Task brief:
Your response must be the entire set of entries, reproduced word for word.
══ Records supplied
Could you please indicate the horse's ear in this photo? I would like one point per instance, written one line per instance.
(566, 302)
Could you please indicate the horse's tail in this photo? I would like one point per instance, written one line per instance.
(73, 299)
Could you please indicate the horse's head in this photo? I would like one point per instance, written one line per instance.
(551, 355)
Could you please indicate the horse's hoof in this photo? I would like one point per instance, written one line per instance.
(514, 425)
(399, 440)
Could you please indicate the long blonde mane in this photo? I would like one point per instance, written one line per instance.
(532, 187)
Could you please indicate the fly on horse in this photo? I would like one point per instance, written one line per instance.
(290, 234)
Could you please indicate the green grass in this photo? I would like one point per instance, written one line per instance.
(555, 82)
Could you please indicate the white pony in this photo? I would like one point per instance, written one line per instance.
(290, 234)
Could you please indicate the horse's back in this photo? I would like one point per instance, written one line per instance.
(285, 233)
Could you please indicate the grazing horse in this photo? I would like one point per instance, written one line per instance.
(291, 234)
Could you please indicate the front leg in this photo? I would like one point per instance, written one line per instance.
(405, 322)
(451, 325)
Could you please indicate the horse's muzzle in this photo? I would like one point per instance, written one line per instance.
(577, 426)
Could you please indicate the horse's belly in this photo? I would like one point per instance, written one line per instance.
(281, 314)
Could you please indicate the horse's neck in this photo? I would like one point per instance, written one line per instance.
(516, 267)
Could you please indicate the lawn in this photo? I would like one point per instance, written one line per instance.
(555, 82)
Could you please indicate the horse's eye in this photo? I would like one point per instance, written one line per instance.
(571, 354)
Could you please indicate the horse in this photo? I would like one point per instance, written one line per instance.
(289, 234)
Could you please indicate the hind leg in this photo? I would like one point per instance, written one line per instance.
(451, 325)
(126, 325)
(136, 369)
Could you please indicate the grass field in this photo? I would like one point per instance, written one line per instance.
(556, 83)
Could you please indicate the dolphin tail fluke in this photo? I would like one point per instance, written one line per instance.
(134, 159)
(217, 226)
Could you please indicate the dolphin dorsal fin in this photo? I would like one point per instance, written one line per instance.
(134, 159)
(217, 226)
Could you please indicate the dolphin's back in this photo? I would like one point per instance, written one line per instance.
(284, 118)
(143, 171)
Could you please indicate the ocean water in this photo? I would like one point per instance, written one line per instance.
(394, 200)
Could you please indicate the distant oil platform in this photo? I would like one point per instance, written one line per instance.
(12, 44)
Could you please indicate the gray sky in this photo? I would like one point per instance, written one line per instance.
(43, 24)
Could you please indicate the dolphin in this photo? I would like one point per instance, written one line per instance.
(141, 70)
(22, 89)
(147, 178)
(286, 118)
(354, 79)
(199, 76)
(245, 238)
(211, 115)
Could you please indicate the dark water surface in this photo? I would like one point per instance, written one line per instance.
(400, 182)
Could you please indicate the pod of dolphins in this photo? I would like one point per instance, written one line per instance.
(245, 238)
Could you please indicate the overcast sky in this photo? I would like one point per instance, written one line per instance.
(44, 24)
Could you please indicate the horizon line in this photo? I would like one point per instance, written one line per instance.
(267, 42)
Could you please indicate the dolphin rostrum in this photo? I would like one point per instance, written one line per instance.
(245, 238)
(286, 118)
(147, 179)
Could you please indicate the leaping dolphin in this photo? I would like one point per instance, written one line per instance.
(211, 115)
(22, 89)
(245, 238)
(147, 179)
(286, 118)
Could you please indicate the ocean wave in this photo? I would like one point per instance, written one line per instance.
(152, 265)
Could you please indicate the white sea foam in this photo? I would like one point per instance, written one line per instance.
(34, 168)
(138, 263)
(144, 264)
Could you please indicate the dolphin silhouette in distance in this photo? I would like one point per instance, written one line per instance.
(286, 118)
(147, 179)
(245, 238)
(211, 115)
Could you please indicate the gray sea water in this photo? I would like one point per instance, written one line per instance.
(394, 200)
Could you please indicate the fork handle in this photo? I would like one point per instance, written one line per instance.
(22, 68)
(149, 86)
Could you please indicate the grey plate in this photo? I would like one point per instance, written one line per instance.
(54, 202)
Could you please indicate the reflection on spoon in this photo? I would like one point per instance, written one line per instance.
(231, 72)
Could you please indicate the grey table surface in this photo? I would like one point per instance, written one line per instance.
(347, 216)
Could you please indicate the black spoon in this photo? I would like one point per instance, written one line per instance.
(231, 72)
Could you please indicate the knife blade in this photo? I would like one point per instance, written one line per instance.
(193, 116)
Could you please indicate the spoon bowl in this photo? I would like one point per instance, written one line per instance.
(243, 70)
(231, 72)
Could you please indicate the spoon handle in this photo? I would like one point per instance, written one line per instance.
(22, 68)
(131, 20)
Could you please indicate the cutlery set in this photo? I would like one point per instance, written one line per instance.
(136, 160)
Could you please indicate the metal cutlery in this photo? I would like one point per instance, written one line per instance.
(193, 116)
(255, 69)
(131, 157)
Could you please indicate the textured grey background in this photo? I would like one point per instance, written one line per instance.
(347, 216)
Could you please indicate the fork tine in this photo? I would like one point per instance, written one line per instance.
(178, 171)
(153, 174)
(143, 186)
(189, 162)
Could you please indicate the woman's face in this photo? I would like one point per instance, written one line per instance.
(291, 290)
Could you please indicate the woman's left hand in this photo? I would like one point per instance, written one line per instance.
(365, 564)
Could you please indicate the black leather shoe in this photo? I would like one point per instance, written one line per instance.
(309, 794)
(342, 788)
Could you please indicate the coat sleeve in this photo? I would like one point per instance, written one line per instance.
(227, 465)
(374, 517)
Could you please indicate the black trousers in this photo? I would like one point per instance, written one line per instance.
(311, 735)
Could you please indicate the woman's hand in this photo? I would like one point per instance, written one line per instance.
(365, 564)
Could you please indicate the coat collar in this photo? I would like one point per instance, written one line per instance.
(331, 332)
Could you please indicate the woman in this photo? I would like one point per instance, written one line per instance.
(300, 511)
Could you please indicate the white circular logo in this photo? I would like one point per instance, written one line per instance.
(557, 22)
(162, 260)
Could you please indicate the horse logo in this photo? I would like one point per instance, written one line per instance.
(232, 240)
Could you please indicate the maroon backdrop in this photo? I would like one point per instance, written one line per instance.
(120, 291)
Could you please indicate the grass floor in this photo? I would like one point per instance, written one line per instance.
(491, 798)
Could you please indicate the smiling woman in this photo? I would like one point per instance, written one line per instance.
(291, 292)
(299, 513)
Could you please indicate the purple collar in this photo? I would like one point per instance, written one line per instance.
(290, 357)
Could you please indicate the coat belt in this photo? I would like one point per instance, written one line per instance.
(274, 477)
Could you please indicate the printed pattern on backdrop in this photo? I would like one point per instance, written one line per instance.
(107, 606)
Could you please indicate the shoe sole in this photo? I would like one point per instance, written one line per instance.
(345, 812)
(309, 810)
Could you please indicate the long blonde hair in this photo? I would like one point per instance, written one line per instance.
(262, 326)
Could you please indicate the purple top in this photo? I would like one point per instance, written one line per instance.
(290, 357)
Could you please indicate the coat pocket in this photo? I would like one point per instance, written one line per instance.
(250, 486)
════
Task result:
Could you please indicate the horse's ear in this photo? I would like one point per instance, written one line per instance.
(566, 302)
Could you please indicate the horse's tail in this photo? I would like one point per instance, written one line per instance.
(73, 299)
Could you please indicate the horse's head in this photo? I would like one point per instance, written one line per instance.
(551, 355)
Could you please indicate the horse's hoof in this photo? I would like one point per instance, written one line per instance.
(514, 425)
(399, 440)
Could you please indicate the long blonde mane in this photo? I would like one point per instance, written one line per instance.
(532, 187)
Could you please indicate the fly on horse in this photo? I would like one point per instance, written one line per instance.
(290, 234)
Could you please indicate the green grass in this photo? I would like one point per instance, written one line per instance.
(555, 82)
Could you please indicate the white pony in this photo? I would like one point per instance, written one line per instance.
(290, 234)
Could you please indicate the horse's back in this photo? I would like one point per instance, written one line per instance.
(285, 233)
Could you please indicate the grazing horse in this photo? I would like one point per instance, written one line per instance.
(291, 234)
Could you please indicate the front leg in this photo? I would like one point per instance, written one line per instance.
(405, 322)
(451, 325)
Could you please indicate the horse's muzzle in this photo? I would like one point per instance, written one line per instance.
(577, 426)
Could you please indicate the horse's belly in this photo? I would like one point per instance, written one line per instance.
(281, 314)
Could you please indicate the horse's neck in this photo? I would like one point per instance, written one line per instance.
(516, 267)
Could you please indicate the lawn in this photo? I would like one point per instance, written one line per instance.
(555, 82)
Could you please indicate the horse's eye in this photo? I would like one point per instance, written one line per instance.
(571, 354)
Could you please indicate the horse in this photo? I would like one point per instance, written one line per instance.
(289, 234)
Could you please indicate the hind leg in this photo? I would like one point per instance, written one line per instance.
(451, 325)
(126, 325)
(136, 369)
Could you please indicate the grass field in this photo? I would like one point per instance, written one line per instance.
(556, 83)
Could you please indicate the dolphin tail fluke in this photo? I would like one point per instance, written one line per instance.
(134, 159)
(217, 226)
Could you please indicate the dolphin dorsal fin in this photo? I would like one point per instance, written one line per instance.
(134, 159)
(217, 226)
Could you please indicate the dolphin's back in this photo? I would like one point per instance, written one line per instance.
(284, 118)
(143, 171)
Could you please indicate the ocean water in this photo? I would like one point per instance, written one line per instance.
(394, 200)
Could you please indicate the distant oil platform in this photo? I would like one point per instance, written one line per instance.
(12, 44)
Could you please indicate the gray sky in this photo? I would like one point per instance, written one line per instance.
(43, 24)
Could you please indicate the dolphin in this photo? I would like one point per instance, written one line per instance.
(141, 70)
(22, 89)
(147, 178)
(286, 118)
(354, 79)
(199, 76)
(245, 238)
(211, 115)
Could you please indicate the dark water surface in this photo? I would like one point per instance, written one line per instance.
(400, 182)
Could you please indicate the pod of dolphins in this photo? I would like one point per instance, written one line per instance.
(245, 238)
Could you please indicate the overcast sky in this photo? I would like one point per instance, written one line per instance.
(44, 24)
Could you please indicate the horizon line in this photo? I would like one point per instance, written one line per instance.
(267, 42)
Could you please indicate the dolphin rostrum in this photo? I would like one point per instance, written one line per instance.
(245, 238)
(286, 118)
(147, 179)
Could you please indicate the leaping dolphin in this photo? I would like one point per instance, written one line per instance.
(211, 115)
(22, 89)
(245, 238)
(147, 179)
(286, 118)
Could you please indicate the ocean wave in this photo? I would like one point per instance, written one line per instance.
(152, 265)
Could you please indicate the white sea foam in this photo? I would like one point per instance, written one line per instance.
(34, 168)
(138, 263)
(144, 264)
Could you please indicate the dolphin silhouette in distance in this photo? I would like one point per instance, written one line per instance.
(286, 118)
(147, 179)
(245, 238)
(211, 115)
Could you please indicate the gray sea water in this photo? I would like one point per instance, written one line per instance.
(394, 200)
Could you please indicate the fork handle in this photo? I would like one point per instance, written one line per instance.
(22, 68)
(149, 86)
Could you please indicate the grey plate in this photo? I would like one point per instance, written one line per instance.
(54, 202)
Could you please indicate the reflection on spoon in this photo? I would like one point per instance, written one line per instance.
(231, 72)
Could you please indicate the grey table surface in this photo? I would like one point per instance, written one line per instance.
(347, 216)
Could you please indicate the black spoon in this photo? I would like one point per instance, written one line per instance.
(231, 72)
Could you please indicate the knife blade in this photo? I would like one point per instance, written one line per instance.
(193, 116)
Could you please indicate the spoon bowl in this photo? I would like one point per instance, written one line per instance.
(243, 70)
(231, 72)
Could you please indicate the spoon handle in this photo? I would like one point per instance, written one line per instance.
(22, 68)
(131, 20)
Could you please indicate the cutlery set in this photo? I would like one point per instance, written one line per instance.
(136, 160)
Could you please indicate the metal cutlery in this photo? I would like one point per instance, written one line per instance.
(193, 116)
(255, 69)
(131, 157)
Could you please indicate the textured grey background in this photo? I would like one point per instance, written one line per instance.
(347, 216)
Could you please indicate the fork tine in this photo? I would like one point per instance, written one line per instance.
(178, 171)
(153, 174)
(143, 186)
(189, 162)
Could you please indicate the woman's face in this photo? I would like one point per instance, written one line per instance.
(291, 290)
Could you please indicate the woman's left hand in this photo? I would like one point per instance, written one line per instance.
(365, 564)
Could you please indicate the black leather shoe in this photo? I would like one point per instance, written one line per instance.
(309, 794)
(342, 788)
Could you please indicate the coat sleeve in this photo? I would like one point per instance, written one line per instance.
(227, 465)
(374, 517)
Could you please indicate the black trousers in this photo? I would like one point per instance, written one line per instance.
(311, 735)
Could you please indicate the woman's hand in this photo? I would like one point per instance, written one line per instance.
(365, 564)
Could you please indicate the coat collar in this photo? I would like one point per instance, written one line per instance.
(331, 332)
Could you please indicate the woman in this photo? I would like one point per instance, written one line per instance.
(300, 511)
Could you please indicate the white circular logo in this photo? I would like one point per instance, written one line per instance.
(557, 22)
(162, 260)
Could you please indicate the horse logo in this photo? I would like one point per instance, written one line per instance.
(232, 240)
Could you please indicate the maroon backdrop in this photo? I would like one point per instance, written one line per instance.
(120, 291)
Could you please indicate the grass floor in this photo? I would like one point per instance, written one line per instance.
(491, 798)
Could you please indicate the smiling woman in this photo? I would like one point per instance, written one line per instance.
(291, 292)
(299, 513)
Could you please indicate the purple collar in this photo? I would like one point per instance, written one line per instance.
(290, 357)
Could you please indicate the coat belt in this photo? I would like one point per instance, written one line per instance.
(274, 477)
Could you please indicate the printed pattern on backdrop in this photo? I would like one point per instance, written one line per instance.
(107, 606)
Could you please indicate the shoe sole in this photo? I would like one point per instance, written one line per instance.
(345, 812)
(309, 810)
Could you please indicate the long blonde hair in this photo? I would like one point per instance, written one line per instance.
(262, 326)
Could you please indicate the purple top in this photo? I would like one point per instance, written one line per instance.
(290, 357)
Could you please indicate the coat pocket in this photo? I would like one point per instance, written one line per instance.
(250, 486)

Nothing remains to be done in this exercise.